一、缘由
听了朋友吹Lua的闭包实现,感觉Lua的闭包实现很优雅,之前也在网上看到一些关于python闭包的源码分析,但是好像很复杂的样子没有细细深究。所以现在好好分析一下。
二、开始
以这段代码开始(基于Python 3.4.4,CPython):
def f(x):
def add(value):
return x+value
return add
首先,我们要知道.py文件是会被编译成.pyc文件然后让Python 虚拟机执行。而Python虚拟机是基于栈帧的。那么这段代码是以什么形式存在的呢?是会以PyCodeOject的数据结构存在。Python会为每个Code Block产生一个PyCodeOject。Code Block是指进入一个名字空间,函数,import等都会产生Code Block。
以下是PyCodeObject的头文件,在PyCodeObject.h定义
/* Bytecode object */
typedef struct {
PyObject_HEAD
int co_argcount; /* #arguments, except *args */
int co_kwonlyargcount; /* #keyword only arguments */
int co_nlocals; /* #local variables */
int co_stacksize; /* #entries needed for evaluation stack */
int co_flags; /* CO_..., see below */
PyObject *co_code; /* instruction opcodes */
PyObject *co_consts; /* list (constants used) */
PyObject *co_names; /* list of strings (names used) */
PyObject *co_varnames; /* tuple of strings (local variable names) */
PyObject *co_freevars; /* tuple of strings (free variable names) */
PyObject *co_cellvars; /* tuple of strings (cell variable names) */
/* The rest doesn't count for hash or comparisons */
unsigned char *co_cell2arg; /* Maps cell vars which are arguments. */
PyObject *co_filename; /* unicode (where it was loaded from) */
PyObject *co_name; /* unicode (name, for reference) */
int co_firstlineno; /* first source line number */
PyObject *co_lnotab; /* string (encoding addr<->lineno mapping) See
Objects/lnotab_notes.txt for details. */
void *co_zombieframe; /* for optimization only (see frameobject.c) */
PyObject *co_weakreflist; /* to support weakrefs to code objects */
} PyCodeObject;
我们关心两个变量,
co_freevars
和
co_cellvars。
co_freevars是嵌套函数保存外层作用域的变量名集合,co_cellvars是外层函数保存被嵌套函数使用的变量名集合。而且这两者是在编译期是已经确定下来的了。
def f(x):
def add(value):
return x+value
print("add co_cellvars:"+"".join(add.__code__.co_cellvars)) # add co_cellvars:
print("add co_freevars:"+"".join(add.__code__.co_freevars)) # add co_freevars:x
return add
print("f co_cellvars:"+"".join(f.__code__.co_cellvars)) # f co_cellvars:x
print("f co_freevars:"+"".join(f.__code__.co_freevars)) # f co_freevars:
但是只是保存了变量名有什么用呢?关键是值是怎么传递进去的,即x的值是怎么传递到嵌套函数add里面,还有嵌套函数add是如何取得x的值。

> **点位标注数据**

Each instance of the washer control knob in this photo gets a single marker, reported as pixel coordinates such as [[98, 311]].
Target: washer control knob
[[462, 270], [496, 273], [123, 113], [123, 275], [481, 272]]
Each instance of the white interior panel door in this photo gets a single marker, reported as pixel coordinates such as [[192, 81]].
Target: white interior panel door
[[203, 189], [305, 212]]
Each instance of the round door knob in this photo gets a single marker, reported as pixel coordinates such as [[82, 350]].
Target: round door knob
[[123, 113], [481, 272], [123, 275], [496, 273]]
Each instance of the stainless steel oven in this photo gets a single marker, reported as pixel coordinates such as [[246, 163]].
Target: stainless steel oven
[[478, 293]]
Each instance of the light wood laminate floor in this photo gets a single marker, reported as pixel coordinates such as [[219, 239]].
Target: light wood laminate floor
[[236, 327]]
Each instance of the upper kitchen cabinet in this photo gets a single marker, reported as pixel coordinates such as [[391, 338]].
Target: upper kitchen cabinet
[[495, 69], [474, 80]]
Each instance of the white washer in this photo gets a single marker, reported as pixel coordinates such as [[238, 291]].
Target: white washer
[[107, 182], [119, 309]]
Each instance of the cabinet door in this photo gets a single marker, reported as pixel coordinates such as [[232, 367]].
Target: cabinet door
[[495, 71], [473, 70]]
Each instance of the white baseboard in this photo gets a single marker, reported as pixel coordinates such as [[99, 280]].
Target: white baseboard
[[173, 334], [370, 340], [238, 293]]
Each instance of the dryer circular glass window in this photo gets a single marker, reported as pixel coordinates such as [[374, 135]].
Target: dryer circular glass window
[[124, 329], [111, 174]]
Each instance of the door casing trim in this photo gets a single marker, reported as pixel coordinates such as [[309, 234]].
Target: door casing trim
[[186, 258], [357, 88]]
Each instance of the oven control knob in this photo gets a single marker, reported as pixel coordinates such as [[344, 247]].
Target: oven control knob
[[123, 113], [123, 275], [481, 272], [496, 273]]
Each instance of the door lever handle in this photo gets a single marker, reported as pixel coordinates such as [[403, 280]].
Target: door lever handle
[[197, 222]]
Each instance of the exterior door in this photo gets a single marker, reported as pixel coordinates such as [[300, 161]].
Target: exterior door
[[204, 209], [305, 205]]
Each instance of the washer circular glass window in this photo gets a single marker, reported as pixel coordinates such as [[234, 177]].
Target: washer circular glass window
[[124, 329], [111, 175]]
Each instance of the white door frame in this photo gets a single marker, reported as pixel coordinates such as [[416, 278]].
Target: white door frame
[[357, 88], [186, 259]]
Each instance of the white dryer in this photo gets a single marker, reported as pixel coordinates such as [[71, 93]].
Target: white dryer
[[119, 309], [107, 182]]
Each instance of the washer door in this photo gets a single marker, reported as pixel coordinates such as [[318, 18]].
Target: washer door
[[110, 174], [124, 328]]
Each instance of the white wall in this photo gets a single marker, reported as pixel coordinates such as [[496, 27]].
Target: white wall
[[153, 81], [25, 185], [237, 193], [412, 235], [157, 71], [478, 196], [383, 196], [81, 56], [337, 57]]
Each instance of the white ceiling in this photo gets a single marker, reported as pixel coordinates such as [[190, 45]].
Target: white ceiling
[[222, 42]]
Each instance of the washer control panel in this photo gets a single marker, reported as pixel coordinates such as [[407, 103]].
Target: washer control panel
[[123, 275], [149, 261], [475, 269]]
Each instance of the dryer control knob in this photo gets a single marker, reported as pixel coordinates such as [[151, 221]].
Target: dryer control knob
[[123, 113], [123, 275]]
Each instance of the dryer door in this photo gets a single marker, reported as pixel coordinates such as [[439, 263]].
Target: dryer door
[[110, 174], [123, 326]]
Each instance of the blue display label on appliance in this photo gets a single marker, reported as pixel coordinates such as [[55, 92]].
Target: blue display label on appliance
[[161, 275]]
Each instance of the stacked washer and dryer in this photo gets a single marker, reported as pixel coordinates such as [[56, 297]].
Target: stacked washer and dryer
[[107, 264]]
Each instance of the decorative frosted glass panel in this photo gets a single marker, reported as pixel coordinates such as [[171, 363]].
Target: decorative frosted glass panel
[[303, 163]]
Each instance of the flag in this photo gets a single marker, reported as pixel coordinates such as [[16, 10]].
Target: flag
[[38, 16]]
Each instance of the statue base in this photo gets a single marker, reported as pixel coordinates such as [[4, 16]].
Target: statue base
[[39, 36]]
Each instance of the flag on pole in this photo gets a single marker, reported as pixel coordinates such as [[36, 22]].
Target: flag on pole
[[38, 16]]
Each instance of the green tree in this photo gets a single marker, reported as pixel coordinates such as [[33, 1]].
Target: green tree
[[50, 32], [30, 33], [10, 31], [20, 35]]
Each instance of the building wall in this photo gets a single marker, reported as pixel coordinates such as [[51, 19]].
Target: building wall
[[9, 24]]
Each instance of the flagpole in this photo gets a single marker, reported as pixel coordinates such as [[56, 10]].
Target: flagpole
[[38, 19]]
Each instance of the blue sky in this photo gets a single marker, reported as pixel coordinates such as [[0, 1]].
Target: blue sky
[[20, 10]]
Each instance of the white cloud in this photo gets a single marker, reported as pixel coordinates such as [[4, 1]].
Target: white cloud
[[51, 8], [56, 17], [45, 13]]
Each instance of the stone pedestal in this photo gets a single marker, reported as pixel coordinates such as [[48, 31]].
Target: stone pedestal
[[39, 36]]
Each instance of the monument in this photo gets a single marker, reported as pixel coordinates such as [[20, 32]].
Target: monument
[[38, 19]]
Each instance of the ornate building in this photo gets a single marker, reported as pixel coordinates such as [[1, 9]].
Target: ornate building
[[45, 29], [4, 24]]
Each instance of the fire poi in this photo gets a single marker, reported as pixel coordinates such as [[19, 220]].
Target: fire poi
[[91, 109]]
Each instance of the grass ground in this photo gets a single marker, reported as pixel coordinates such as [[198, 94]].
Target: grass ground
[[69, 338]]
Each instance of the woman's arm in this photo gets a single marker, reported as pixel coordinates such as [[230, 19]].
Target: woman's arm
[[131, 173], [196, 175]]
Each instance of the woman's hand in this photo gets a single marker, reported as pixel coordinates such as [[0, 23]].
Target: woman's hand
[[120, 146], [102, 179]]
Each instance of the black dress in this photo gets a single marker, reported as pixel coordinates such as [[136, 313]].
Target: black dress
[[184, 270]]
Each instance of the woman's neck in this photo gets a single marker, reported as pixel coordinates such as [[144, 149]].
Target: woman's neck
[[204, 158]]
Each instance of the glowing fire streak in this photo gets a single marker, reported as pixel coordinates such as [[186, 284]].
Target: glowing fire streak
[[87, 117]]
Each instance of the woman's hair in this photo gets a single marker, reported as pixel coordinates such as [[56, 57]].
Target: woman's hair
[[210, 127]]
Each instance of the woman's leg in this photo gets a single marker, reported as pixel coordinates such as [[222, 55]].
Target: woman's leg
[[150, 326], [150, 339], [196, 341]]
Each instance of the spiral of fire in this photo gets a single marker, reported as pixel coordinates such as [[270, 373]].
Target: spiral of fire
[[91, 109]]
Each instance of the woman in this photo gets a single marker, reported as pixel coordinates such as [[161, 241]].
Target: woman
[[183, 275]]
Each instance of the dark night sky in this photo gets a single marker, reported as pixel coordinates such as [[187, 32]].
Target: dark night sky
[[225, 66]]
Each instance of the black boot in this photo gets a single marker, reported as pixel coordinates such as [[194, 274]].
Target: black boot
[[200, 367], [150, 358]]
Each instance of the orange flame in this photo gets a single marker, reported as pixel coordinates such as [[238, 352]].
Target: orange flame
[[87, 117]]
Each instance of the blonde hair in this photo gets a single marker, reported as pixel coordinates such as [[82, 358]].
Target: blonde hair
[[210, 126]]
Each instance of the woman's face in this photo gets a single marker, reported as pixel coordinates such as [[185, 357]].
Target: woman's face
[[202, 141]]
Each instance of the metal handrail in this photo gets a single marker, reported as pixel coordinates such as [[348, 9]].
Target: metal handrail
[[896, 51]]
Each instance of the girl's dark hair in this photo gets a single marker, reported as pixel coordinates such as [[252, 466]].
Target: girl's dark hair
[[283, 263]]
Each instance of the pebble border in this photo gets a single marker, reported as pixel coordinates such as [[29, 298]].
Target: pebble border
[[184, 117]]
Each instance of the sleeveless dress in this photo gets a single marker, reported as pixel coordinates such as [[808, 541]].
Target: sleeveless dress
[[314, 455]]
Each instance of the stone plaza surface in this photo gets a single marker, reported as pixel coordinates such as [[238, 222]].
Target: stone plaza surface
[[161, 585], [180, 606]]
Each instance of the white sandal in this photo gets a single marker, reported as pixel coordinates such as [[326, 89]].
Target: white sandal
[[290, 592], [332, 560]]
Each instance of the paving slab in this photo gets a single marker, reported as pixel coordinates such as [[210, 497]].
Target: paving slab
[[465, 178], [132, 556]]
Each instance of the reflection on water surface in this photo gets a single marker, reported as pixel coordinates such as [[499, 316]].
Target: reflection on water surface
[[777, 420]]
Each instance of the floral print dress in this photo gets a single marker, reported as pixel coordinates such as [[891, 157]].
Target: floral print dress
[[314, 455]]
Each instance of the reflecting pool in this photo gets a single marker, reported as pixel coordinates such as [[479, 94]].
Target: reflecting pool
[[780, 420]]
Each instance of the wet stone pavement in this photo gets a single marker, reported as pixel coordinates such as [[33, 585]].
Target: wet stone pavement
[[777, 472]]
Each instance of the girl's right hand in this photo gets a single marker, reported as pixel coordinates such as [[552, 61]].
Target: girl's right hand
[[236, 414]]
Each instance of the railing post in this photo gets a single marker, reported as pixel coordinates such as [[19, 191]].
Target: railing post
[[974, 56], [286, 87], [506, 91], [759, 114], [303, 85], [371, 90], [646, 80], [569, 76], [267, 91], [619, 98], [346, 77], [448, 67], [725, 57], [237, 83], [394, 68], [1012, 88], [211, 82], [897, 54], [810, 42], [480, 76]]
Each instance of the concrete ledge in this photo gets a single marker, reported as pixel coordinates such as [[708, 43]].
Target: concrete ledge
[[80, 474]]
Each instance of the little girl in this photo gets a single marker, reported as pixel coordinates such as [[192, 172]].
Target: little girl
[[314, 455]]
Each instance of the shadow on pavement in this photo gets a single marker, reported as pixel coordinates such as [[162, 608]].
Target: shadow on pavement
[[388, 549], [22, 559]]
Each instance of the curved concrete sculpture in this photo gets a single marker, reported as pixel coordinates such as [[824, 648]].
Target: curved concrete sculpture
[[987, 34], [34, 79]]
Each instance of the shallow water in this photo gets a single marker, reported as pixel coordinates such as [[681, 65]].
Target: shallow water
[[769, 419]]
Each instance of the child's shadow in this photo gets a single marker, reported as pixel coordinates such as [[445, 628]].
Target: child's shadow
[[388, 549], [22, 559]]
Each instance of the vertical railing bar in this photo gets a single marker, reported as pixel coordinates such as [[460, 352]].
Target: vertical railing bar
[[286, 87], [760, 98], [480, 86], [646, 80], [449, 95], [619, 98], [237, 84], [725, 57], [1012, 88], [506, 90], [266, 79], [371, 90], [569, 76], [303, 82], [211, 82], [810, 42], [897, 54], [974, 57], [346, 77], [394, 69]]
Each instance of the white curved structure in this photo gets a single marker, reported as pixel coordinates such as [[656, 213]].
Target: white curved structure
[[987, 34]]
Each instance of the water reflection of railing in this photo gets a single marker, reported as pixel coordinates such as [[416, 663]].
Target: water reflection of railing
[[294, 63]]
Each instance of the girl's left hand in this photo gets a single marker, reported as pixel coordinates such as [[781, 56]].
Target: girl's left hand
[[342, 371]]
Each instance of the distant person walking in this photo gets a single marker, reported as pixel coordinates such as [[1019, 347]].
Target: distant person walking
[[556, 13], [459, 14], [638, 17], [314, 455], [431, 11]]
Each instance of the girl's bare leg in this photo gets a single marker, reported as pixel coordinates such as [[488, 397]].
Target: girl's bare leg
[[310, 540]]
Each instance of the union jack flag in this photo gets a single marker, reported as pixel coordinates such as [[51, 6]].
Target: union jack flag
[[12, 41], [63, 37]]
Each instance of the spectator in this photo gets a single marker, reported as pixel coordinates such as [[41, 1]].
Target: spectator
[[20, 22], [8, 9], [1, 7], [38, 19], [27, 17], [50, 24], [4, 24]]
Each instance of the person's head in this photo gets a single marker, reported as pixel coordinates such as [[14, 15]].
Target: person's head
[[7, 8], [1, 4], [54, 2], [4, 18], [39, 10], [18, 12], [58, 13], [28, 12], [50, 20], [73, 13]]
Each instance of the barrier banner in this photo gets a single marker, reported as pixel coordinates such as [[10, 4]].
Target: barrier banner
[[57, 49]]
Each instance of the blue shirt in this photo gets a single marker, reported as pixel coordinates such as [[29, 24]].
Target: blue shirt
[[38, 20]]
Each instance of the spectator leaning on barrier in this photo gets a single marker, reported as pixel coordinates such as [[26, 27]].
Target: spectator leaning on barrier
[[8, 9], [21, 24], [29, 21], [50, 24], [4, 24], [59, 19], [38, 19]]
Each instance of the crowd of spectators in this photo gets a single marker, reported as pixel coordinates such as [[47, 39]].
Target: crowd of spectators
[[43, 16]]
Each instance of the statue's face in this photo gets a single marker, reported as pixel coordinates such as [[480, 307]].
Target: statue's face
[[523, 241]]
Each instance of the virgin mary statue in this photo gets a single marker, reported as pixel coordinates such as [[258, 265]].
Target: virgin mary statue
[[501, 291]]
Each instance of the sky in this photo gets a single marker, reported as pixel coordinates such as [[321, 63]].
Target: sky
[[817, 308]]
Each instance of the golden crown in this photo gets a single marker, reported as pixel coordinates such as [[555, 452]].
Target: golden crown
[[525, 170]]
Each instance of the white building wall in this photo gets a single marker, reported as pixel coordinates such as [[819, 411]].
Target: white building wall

> **任务要求**
1. 请把列表中从包含“Each instance of the white sandal”的那一行开始、到包含“[[987, 34], [34, 79]]”的那一行结束的各行(首尾两行都算在内)整理成 Markdown 表格，列名分别为“序号”和“内容”，空行不要列入。
2. 请从这篇分析 Python 闭包实现的文章的最后一句之后接着往下写。

> **已解决问题**
1.
| 序号 | 内容 |
|---|---|
| 1 | Each instance of the white sandal in this photo gets a single marker, reported as pixel coordinates such as [[326, 89]]. |
| 2 | Target: white sandal |
| 3 | [[290, 592], [332, 560]] |
| 4 | Each instance of the paving slab in this photo gets a single marker, reported as pixel coordinates such as [[210, 497]]. |
| 5 | Target: paving slab |
| 6 | [[465, 178], [132, 556]] |
| 7 | Each instance of the reflection on water surface in this photo gets a single marker, reported as pixel coordinates such as [[499, 316]]. |
| 8 | Target: reflection on water surface |
| 9 | [[777, 420]] |
| 10 | Each instance of the floral print dress in this photo gets a single marker, reported as pixel coordinates such as [[891, 157]]. |
| 11 | Target: floral print dress |
| 12 | [[314, 455]] |
| 13 | Each instance of the reflecting pool in this photo gets a single marker, reported as pixel coordinates such as [[479, 94]]. |
| 14 | Target: reflecting pool |
| 15 | [[780, 420]] |
| 16 | Each instance of the wet stone pavement in this photo gets a single marker, reported as pixel coordinates such as [[33, 585]]. |
| 17 | Target: wet stone pavement |
| 18 | [[777, 472]] |
| 19 | Each instance of the girl's right hand in this photo gets a single marker, reported as pixel coordinates such as [[552, 61]]. |
| 20 | Target: girl's right hand |
| 21 | [[236, 414]] |
| 22 | Each instance of the railing post in this photo gets a single marker, reported as pixel coordinates such as [[19, 191]]. |
| 23 | Target: railing post |
| 24 | [[974, 56], [286, 87], [506, 91], [759, 114], [303, 85], [371, 90], [646, 80], [569, 76], [267, 91], [619, 98], [346, 77], [448, 67], [725, 57], [237, 83], [394, 68], [1012, 88], [211, 82], [897, 54], [810, 42], [480, 76]] |
| 25 | Each instance of the concrete ledge in this photo gets a single marker, reported as pixel coordinates such as [[708, 43]]. |
| 26 | Target: concrete ledge |
| 27 | [[80, 474]] |
| 28 | Each instance of the little girl in this photo gets a single marker, reported as pixel coordinates such as [[192, 172]]. |
| 29 | Target: little girl |
| 30 | [[314, 455]] |
| 31 | Each instance of the shadow on pavement in this photo gets a single marker, reported as pixel coordinates such as [[162, 608]]. |
| 32 | Target: shadow on pavement |
| 33 | [[388, 549], [22, 559]] |
| 34 | Each instance of the curved concrete sculpture in this photo gets a single marker, reported as pixel coordinates such as [[824, 648]]. |
| 35 | Target: curved concrete sculpture |
| 36 | [[987, 34], [34, 79]] |

2.
三、从f(5)继续出发,
当执行f(5)进行函数调用的时候,是调用指令CALL_FUNCTION(ceval.c里面)->执行call_function(&sp, oparg, &intr0, &intr1)->fast_function(func, pp_stack, n, na, nk); fast_function函数里面我们关注这代码
return PyEval_EvalCodeEx((PyObject*)co, globals,
(PyObject *)NULL, (*pp_stack)-n, na,
(*pp_stack)-2*nk, nk, d, nd, kwdefs,
PyFunction_GET_CLOSURE(func));
PyEval_EvalCodeEx函数中关注了这些段代码。
f = PyFrame_New(tstate, co, globals, locals);
.....
for (i = 0; i < PyTuple_GET_SIZE(co->co_cellvars); ++i) {
PyObject *c;
int arg;
/* Possibly account for the cell variable being an argument. */
if (co->co_cell2arg != NULL &&
(arg = co->co_cell2arg[i]) != CO_CELL_NOT_AN_ARG) {
c = PyCell_New(GETLOCAL(arg));
/* Clear the local copy. */
SETLOCAL(arg, NULL);
}
else {
c = PyCell_New(NULL);//用来占位置,因为如果cellvars不是参数,python用STORE_DEREF指令在外部进行赋值
}
if (c == NULL)
goto fail;
SETLOCAL(co->co_nlocals + i, c);//保存在f->localsplus中
}
......
retval = PyEval_EvalFrameEx(f,0);
这两段代码第一是生成一个PyFrameObject对象 f。第二,就是发现co_cell2arg不为空的时候,将arg的值(即5)用PyCellObject包起来,然后放到f->localsplus中。co_cell2arg顾名思义就是用来做参数的cellvars。接下来看看PyFrameObject(在Frameobject.h)
typedef struct _frame {
PyObject_VAR_HEAD
struct _frame *f_back; /* previous frame, or NULL */
PyCodeObject *f_code; /* code segment */
PyObject *f_builtins; /* builtin symbol table (PyDictObject) */
PyObject *f_globals; /* global symbol table (PyDictObject) */
PyObject *f_locals; /* local symbol table (any mapping) */
PyObject **f_valuestack; /* points after the last local */
.....
PyObject *f_localsplus[1]; /* locals+stack, dynamically sized */
} PyFrameObject;
Python虚拟机的原理就是模拟可执行程序再X86机器上的运行,而这个数据结构就是python虚拟机模拟栈帧操作的关键,X86的运行时栈帧如下图:
接下来就是执行PyEval_EvalFrameEx函数,这个函数顾名思义就是求PyFrameObject的值,这里需要opcode帮忙,我们可以通过dis.dis(f)来获得
dis.dis(f)
'''
3 0 LOAD_CLOSURE 0 (x)
3 BUILD_TUPLE 1
6 LOAD_CONST 1 (<code object add at 0x023AB7A0, file "test.py", line 3>)
9 LOAD_CONST 2 ('f.<locals>.add')
12 MAKE_CLOSURE 0
15 STORE_FAST 1 (add)
5 18 LOAD_FAST 1 (add)
21 RETURN_VALUE
'''
接下来就是一个一个慢慢分析这个指令了。
LOAD_CLOSURE 指令是将我们在上面打包成CellOject压栈
freevars = f->f_localsplus + co->co_nlocals;
......
TARGET(LOAD_CLOSURE) {
PyObject *cell = freevars[oparg];
Py_INCREF(cell);
PUSH(cell);
DISPATCH();
}
BUILD_TUPLE指令是将所有的CellOject打包成tuple对象,入栈
TARGET(BUILD_TUPLE) {
PyObject *tup = PyTuple_New(oparg);
if (tup == NULL)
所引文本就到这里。